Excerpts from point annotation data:
---
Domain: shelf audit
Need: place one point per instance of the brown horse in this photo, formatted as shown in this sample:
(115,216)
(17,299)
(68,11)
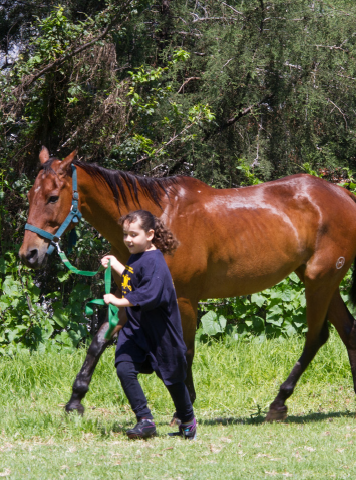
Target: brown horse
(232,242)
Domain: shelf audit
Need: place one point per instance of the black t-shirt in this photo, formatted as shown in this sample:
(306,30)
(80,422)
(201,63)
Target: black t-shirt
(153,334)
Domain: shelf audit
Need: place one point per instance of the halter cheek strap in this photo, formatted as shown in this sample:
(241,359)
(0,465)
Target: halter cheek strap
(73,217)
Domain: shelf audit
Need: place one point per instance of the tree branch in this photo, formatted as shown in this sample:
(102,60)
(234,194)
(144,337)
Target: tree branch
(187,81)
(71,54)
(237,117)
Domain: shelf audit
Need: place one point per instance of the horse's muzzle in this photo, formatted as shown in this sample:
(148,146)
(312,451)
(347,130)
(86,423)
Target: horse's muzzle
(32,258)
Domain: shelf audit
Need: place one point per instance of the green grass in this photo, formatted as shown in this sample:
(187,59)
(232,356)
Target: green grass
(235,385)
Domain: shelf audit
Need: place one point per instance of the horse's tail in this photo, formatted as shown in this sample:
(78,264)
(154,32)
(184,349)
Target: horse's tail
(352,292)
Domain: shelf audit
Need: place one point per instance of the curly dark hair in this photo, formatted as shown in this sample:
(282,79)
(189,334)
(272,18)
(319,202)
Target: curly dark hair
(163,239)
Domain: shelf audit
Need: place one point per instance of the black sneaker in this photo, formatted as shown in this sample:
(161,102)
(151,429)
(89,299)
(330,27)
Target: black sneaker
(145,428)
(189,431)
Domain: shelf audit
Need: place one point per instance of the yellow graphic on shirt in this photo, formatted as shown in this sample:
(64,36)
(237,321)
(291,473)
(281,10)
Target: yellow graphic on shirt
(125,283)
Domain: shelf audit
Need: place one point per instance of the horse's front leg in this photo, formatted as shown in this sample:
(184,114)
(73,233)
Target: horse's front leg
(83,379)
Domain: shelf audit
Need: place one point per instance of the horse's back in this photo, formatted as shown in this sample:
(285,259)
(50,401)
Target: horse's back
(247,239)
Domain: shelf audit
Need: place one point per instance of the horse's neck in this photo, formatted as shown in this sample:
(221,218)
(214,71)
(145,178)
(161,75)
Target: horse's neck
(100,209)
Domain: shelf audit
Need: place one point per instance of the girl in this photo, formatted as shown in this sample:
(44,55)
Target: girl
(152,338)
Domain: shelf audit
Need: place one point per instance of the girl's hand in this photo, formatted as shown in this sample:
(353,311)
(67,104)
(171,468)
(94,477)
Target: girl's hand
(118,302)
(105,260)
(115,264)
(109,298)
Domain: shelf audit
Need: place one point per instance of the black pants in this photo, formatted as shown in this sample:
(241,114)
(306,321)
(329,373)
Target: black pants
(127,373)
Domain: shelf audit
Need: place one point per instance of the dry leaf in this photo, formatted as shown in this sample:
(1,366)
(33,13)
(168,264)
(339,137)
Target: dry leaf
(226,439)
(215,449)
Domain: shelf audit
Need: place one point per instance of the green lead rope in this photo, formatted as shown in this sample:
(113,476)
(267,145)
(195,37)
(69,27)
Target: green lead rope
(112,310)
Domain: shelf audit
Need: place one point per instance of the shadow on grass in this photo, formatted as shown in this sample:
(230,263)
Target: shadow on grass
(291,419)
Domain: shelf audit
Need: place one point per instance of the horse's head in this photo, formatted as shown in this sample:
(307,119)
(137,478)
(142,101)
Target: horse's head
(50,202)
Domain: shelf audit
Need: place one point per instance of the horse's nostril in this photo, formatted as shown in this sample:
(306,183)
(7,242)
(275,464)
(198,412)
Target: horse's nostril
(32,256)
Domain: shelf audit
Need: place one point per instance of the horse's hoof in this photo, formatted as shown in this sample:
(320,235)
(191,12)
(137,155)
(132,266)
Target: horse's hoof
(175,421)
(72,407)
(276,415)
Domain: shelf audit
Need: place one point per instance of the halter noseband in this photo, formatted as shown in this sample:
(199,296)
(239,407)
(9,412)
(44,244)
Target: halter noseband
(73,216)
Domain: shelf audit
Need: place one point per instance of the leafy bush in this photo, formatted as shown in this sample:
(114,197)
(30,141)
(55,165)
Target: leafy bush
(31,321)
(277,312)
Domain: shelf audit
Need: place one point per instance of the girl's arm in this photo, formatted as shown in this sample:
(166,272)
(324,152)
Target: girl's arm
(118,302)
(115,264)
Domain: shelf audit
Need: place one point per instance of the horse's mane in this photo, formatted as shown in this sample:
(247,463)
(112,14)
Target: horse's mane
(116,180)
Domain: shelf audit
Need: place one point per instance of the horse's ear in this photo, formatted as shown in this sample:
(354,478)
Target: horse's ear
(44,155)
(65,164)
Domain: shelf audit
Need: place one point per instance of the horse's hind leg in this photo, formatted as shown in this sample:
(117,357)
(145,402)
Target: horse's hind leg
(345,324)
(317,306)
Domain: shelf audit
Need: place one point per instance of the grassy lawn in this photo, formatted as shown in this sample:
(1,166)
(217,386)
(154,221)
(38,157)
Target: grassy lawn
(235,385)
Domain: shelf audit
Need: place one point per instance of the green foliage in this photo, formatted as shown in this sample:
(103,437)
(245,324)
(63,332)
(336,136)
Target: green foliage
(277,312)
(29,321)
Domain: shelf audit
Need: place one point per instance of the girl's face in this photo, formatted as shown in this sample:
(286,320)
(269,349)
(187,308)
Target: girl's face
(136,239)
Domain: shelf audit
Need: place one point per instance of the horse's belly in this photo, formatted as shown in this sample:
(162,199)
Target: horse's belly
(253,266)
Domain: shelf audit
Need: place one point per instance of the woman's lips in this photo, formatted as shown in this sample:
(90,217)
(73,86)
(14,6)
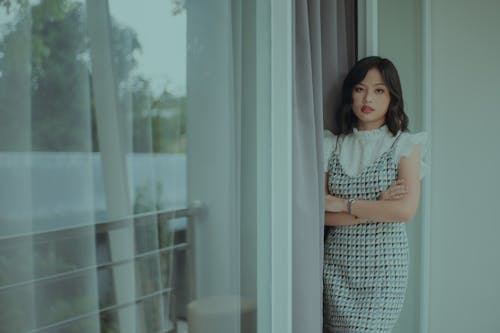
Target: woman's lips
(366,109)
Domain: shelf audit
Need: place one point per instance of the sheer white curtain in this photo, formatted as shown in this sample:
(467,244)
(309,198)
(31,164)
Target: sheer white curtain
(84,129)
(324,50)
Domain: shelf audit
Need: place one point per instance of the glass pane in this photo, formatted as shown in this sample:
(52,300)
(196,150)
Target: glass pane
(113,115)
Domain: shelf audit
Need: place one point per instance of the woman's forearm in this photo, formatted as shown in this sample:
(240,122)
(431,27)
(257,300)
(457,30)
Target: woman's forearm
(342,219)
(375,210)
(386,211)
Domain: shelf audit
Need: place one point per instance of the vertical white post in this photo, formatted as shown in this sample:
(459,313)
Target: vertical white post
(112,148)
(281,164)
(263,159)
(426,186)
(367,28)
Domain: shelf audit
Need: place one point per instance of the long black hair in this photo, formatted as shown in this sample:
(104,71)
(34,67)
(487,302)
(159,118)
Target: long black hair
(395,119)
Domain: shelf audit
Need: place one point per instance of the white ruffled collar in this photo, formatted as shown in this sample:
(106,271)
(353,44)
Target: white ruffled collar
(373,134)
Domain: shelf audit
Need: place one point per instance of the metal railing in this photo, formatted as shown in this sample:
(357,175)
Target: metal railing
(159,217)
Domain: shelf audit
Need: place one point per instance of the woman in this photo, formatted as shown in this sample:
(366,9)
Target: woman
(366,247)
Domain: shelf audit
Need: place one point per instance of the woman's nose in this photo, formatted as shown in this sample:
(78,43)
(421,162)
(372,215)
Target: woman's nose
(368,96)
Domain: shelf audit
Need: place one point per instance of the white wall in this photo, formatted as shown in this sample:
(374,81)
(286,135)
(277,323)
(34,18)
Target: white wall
---
Problem to work on:
Go back to the records above and write them out exactly, without the pictures.

Response for this exercise:
Domain: shelf audit
Need: place one point per instance of the brown horse in this photo, formatted as shown in this sample:
(115,216)
(17,299)
(68,11)
Target: brown horse
(232,242)
Domain: shelf audit
Need: place one point per instance of the black t-shirt in this photo, formatted as shown in this sample:
(306,30)
(80,422)
(201,63)
Target: black t-shirt
(153,334)
Domain: shelf audit
Need: place one point per instance of the halter cheek strap in this photo, formatted as shown in this sample:
(241,359)
(0,465)
Target: halter cheek strap
(73,217)
Domain: shelf audit
Need: place one point per instance of the tree branch in this photo, formatted as shown in this sample:
(102,60)
(234,194)
(144,337)
Target: tree branch
(187,81)
(71,54)
(237,117)
Domain: shelf audit
Need: place one point per instance of the horse's muzzle in this photo, formatted as shown in this sample:
(148,146)
(312,451)
(347,130)
(86,423)
Target: horse's muzzle
(32,258)
Domain: shelf audit
Need: place one point per instance of the green grass in this photo, formatted as shown in this sample:
(187,59)
(232,356)
Target: green grass
(235,385)
Domain: shelf audit
Need: place one point per instance of the horse's tail in this photo, formatted as shown in this sample:
(78,264)
(154,32)
(184,349)
Target: horse's tail
(352,292)
Domain: shelf audit
Need: place one point per instance of the curly dark hair in this photo, formatted as shown in this sample:
(282,79)
(189,334)
(272,18)
(319,202)
Target: curly dark hair
(163,239)
Domain: shelf audit
Need: place one point per instance of the black sneaker in this photo, formatted as shown in this sample:
(161,102)
(151,429)
(89,299)
(330,27)
Target: black sneaker
(145,428)
(189,431)
Domain: shelf audit
Need: place one point per instance of the yellow graphic on shirt in this photo, formatted as shown in this sample:
(64,36)
(237,321)
(291,473)
(281,10)
Target: yellow graphic on shirt
(125,283)
Domain: shelf audit
Need: place one point per instance of the horse's front leg in this photo, formatted as shown in this sample:
(184,114)
(73,233)
Target: horse's front leg
(83,379)
Domain: shelf audit
Need: place one point per instance of the horse's back in this photo, formatted as shown in this sample:
(285,259)
(50,401)
Target: horse's back
(247,239)
Domain: shelf audit
Need: place one point per instance of the horse's neck in this photo, formatted as shown in this sample:
(221,218)
(214,71)
(145,178)
(161,75)
Target: horse's neck
(100,209)
Domain: shelf audit
Need: place one point per instance of the girl in this photo, formatted as shown in this sample:
(44,55)
Target: girl
(152,338)
Domain: shelf audit
Need: place one point per instance of the girl's hand in this photo, formatted as shown in this sample:
(353,311)
(67,104)
(171,468)
(94,477)
Target: girl's hand
(118,302)
(105,260)
(115,264)
(109,298)
Domain: shelf audit
Need: place one point per instance of the black pants in this photo, formatted as shown in this sample:
(241,114)
(306,321)
(329,373)
Target: black pants
(127,373)
Domain: shelf audit
Need: place one point per instance of the dry leaf in this photo, formatted as shown in this sample:
(1,366)
(33,13)
(168,264)
(339,137)
Target: dry leaf
(226,439)
(215,449)
Domain: shelf audit
Need: place one point per instance of the green lead rope in this photo, formatted as shown in this sample:
(113,476)
(267,145)
(195,37)
(69,27)
Target: green lead rope
(112,310)
Domain: shelf audit
Need: place one point per instance of the shadow on grass in this photo, formatted as shown in this sample:
(230,263)
Target: shadow on grass
(291,419)
Domain: shelf audit
Need: place one point per instance of the horse's head in this photo, formatted as shown in this sample:
(307,119)
(137,478)
(142,101)
Target: horse's head
(50,202)
Domain: shelf audit
Need: place one point per instance of the horse's nostril in this photo, formatted as shown in this sample:
(306,183)
(7,242)
(275,464)
(198,412)
Target: horse's nostril
(32,256)
Domain: shelf audit
Need: place one point per instance of the horse's hoof in this photo, formatted as shown in this sample:
(320,235)
(191,12)
(137,155)
(132,266)
Target: horse's hoof
(175,421)
(72,407)
(276,415)
Domain: shelf audit
Need: place one point per instance of the halter noseband in this photo, formatted as shown in this sample:
(199,296)
(239,407)
(9,412)
(44,244)
Target: halter noseband
(73,216)
Domain: shelf audit
Need: place one point per instance of the leafy bush in this photo, formatted as shown in this sample:
(114,197)
(30,141)
(55,165)
Target: leafy bush
(31,321)
(277,312)
Domain: shelf audit
Need: place one point per instance of the girl's arm in this photo, formatted as shown in this sample:
(166,272)
(324,152)
Target: girl's arm
(118,302)
(115,264)
Domain: shelf audit
Need: place one point per instance of the horse's mane in this photo, formatted as shown in this sample:
(247,463)
(112,14)
Target: horse's mane
(116,180)
Domain: shelf audit
Need: place one point per instance of the horse's ear in this photo, formatted as shown in this sample:
(354,478)
Target: horse's ear
(44,155)
(65,164)
Domain: shelf audit
Need: place one point per instance of the horse's hind leg in this photo, formatted as shown in this sample:
(117,357)
(145,402)
Target: horse's hind leg
(345,324)
(317,306)
Domain: shelf audit
Need: place one point per instance of the grassy lawn in this photo, formatted as shown in this sample:
(1,166)
(217,386)
(154,221)
(38,157)
Target: grassy lawn
(235,385)
Domain: shelf audit
Need: place one point per instance of the green foliage in this photo, formatted as shown in this sample:
(103,437)
(245,324)
(63,332)
(336,136)
Target: green foliage
(277,312)
(29,321)
Domain: shelf audit
Need: place one point per instance of the girl's face in this photo, formatted as shown in this sample:
(286,320)
(269,349)
(187,308)
Target: girl's face
(136,239)
Domain: shelf audit
Need: place one point per instance of the horse's belly in this photo, formatted as shown in this sample:
(162,199)
Target: horse's belly
(253,266)
Domain: shelf audit
Need: place one point per instance of the woman's lips in this photo, formatted as shown in this sample:
(90,217)
(73,86)
(14,6)
Target: woman's lips
(366,109)
Domain: shelf audit
Need: place one point per instance of the sheer white curtain in this photo, formatted as shown in this sample:
(467,244)
(309,198)
(31,164)
Target: sheer white curtain
(84,129)
(324,50)
Domain: shelf audit
Need: place one point per instance of the glass pane in this photo, formatted as shown in this sample:
(52,300)
(196,150)
Target: glass pane
(113,115)
Domain: shelf audit
Need: place one point per instance of the woman's forearm in this photo, formatted as shown in this sample:
(240,122)
(431,27)
(257,300)
(457,30)
Target: woman's forearm
(342,219)
(375,210)
(386,211)
Domain: shelf audit
Need: place one point per instance of the vertical white post in this photo, formatted as shown in this sample:
(459,313)
Target: vertical white post
(112,148)
(281,164)
(263,159)
(426,186)
(367,28)
Domain: shelf audit
Need: place one point per instance of the long black hair in this photo, formatted as shown in this sample:
(104,71)
(34,67)
(487,302)
(159,118)
Target: long black hair
(395,119)
Domain: shelf audit
Need: place one point per instance of the white ruffled collar in this photo, formatted as shown in this sample:
(106,271)
(353,44)
Target: white ruffled collar
(373,134)
Domain: shelf audit
Need: place one point per instance of the metal railing in this photo, formatted as shown in this sample:
(357,175)
Target: metal railing
(159,217)
Domain: shelf audit
Need: place one point per instance of the woman in this photo, formatted as shown in this sample:
(366,9)
Target: woman
(366,247)
Domain: shelf audit
Need: place one point per instance of the woman's nose in this photo, formatted as shown in this sample:
(78,43)
(421,162)
(372,215)
Target: woman's nose
(368,96)
Domain: shelf audit
Need: place one point per instance of the white wall in this photo, formatted as shown in this sample:
(374,81)
(286,135)
(277,323)
(34,18)
Target: white wall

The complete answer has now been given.